**Provided text:**
Id like to ask, what’s everyone else’s perspective, and when you really think about it, do you actually use all the holes on the surface, or just a couple?


----------



## Spectric (1 Jul 2022)

I have been here and asked the very same question, why do I want a lot of holes in my workbench so things can just fall through. I spent a lot of time looking into this and thinking about what it could do for me and always drew a blank. The fact festool was involved made me very suspicous because maybe it was just something that was part of their approach to woodworking and not mine. Some of my first thoughts were, people have been woodworking for centuries and without an MFT, perhaps with power tools it has a use and then I could see how it helps people working only in sheet goods to cut repetative pieces but what about me, how would it help me which I could not fathom out. The answer came whilst watching a video about some bench build where they were using dog holes and microjig dovetail slots, now you have a solution that both aligns and clamps. I still did not want holes in my bench, just seems like putting holes in a bucket and would let things escape so I thought of a top that just sits on my bench. I finally had to at least try things out to experience this craze of 20mm holes and so made a board with 20mm holes and the dovetail slots in between. It could have ended up as just an expensive experience with no benefits to myself but although not an MFT convert, I can say my approach with boards that sit on the workbence has been a success made possible by microjig. I use the dogs for alignment and location whilst the microjig clamps do the clamping and it has been a useful addition to my working methods.

I will say that I use a tracksaw and Benchdogs square for cutting sheet goods so not any MFT variant and you don't need a board full of holes because with them around the edges and a row through the middle you can just use a piece of wood to provide a straight working edge so maybe having the full number of holes is a just in case approach. With the Parf system you will end up with a board of 3mm holes anyway. I have found having extra holes spaced at 32mm can provide extra suport for working on corner joints.


----------



## TRITON (1 Jul 2022)

Well theyre very good for clamping something mid-bench, for routing and the like.

I think something which would be handier, would be t track inset into the bench. Which allow for infinite adjustment, so you can place a component on, use a stop to stop it moving, parf holes in a hold down setting to secure it and then the t track would allow the placement of a guide rail or guide bar to router a dado into.

**Directive A:** Write out the part of the workbench forum thread between "I will say that" and "TRITON (1 Jul 2022)", inclusive, word for word.

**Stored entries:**
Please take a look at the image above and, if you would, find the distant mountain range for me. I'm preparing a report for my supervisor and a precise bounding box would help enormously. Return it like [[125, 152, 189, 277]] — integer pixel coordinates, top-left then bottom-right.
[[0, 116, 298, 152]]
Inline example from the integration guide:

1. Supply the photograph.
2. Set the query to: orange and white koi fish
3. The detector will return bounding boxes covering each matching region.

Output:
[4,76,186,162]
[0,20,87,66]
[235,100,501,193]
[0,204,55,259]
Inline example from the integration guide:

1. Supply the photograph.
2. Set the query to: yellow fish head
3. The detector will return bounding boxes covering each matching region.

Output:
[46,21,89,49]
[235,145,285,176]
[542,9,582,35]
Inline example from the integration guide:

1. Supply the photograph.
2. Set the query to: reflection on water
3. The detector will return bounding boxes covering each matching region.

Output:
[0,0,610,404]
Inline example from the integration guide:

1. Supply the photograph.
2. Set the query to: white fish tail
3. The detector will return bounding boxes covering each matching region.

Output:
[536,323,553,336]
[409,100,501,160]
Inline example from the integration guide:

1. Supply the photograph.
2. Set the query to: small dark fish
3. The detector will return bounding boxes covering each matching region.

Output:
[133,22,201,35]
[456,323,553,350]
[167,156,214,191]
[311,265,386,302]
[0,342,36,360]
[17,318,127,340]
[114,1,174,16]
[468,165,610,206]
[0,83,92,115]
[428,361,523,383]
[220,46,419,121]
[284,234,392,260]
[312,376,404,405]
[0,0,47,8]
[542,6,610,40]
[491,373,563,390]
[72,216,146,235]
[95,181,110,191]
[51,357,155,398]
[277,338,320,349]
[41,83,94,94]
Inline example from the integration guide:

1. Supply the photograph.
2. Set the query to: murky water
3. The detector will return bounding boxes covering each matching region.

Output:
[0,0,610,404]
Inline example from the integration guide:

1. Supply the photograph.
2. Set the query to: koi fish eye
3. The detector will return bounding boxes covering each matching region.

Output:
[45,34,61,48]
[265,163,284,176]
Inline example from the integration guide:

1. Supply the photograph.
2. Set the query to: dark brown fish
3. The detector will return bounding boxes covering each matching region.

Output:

**Directive B:** Repeat the stored entries from their first line through the line holding "[41,83,94,94]", inclusive, with every line unchanged.

**Correct response A:**
I will say that I use a tracksaw and Benchdogs square for cutting sheet goods so not any MFT variant and you don't need a board full of holes because with them around the edges and a row through the middle you can just use a piece of wood to provide a straight working edge so maybe having the full number of holes is a just in case approach. With the Parf system you will end up with a board of 3mm holes anyway. I have found having extra holes spaced at 32mm can provide extra suport for working on corner joints.


----------



## TRITON (1 Jul 2022)

**Correct response B:**
Please take a look at the image above and, if you would, find the distant mountain range for me. I'm preparing a report for my supervisor and a precise bounding box would help enormously. Return it like [[125, 152, 189, 277]] — integer pixel coordinates, top-left then bottom-right.
[[0, 116, 298, 152]]
Inline example from the integration guide:

1. Supply the photograph.
2. Set the query to: orange and white koi fish
3. The detector will return bounding boxes covering each matching region.

Output:
[4,76,186,162]
[0,20,87,66]
[235,100,501,193]
[0,204,55,259]
Inline example from the integration guide:

1. Supply the photograph.
2. Set the query to: yellow fish head
3. The detector will return bounding boxes covering each matching region.

Output:
[46,21,89,49]
[235,145,285,176]
[542,9,582,35]
Inline example from the integration guide:

1. Supply the photograph.
2. Set the query to: reflection on water
3. The detector will return bounding boxes covering each matching region.

Output:
[0,0,610,404]
Inline example from the integration guide:

1. Supply the photograph.
2. Set the query to: white fish tail
3. The detector will return bounding boxes covering each matching region.

Output:
[536,323,553,336]
[409,100,501,160]
Inline example from the integration guide:

1. Supply the photograph.
2. Set the query to: small dark fish
3. The detector will return bounding boxes covering each matching region.

Output:
[133,22,201,35]
[456,323,553,350]
[167,156,214,191]
[311,265,386,302]
[0,342,36,360]
[17,318,127,340]
[114,1,174,16]
[468,165,610,206]
[0,83,92,115]
[428,361,523,383]
[220,46,419,121]
[284,234,392,260]
[312,376,404,405]
[0,0,47,8]
[542,6,610,40]
[491,373,563,390]
[72,216,146,235]
[95,181,110,191]
[51,357,155,398]
[277,338,320,349]
[41,83,94,94]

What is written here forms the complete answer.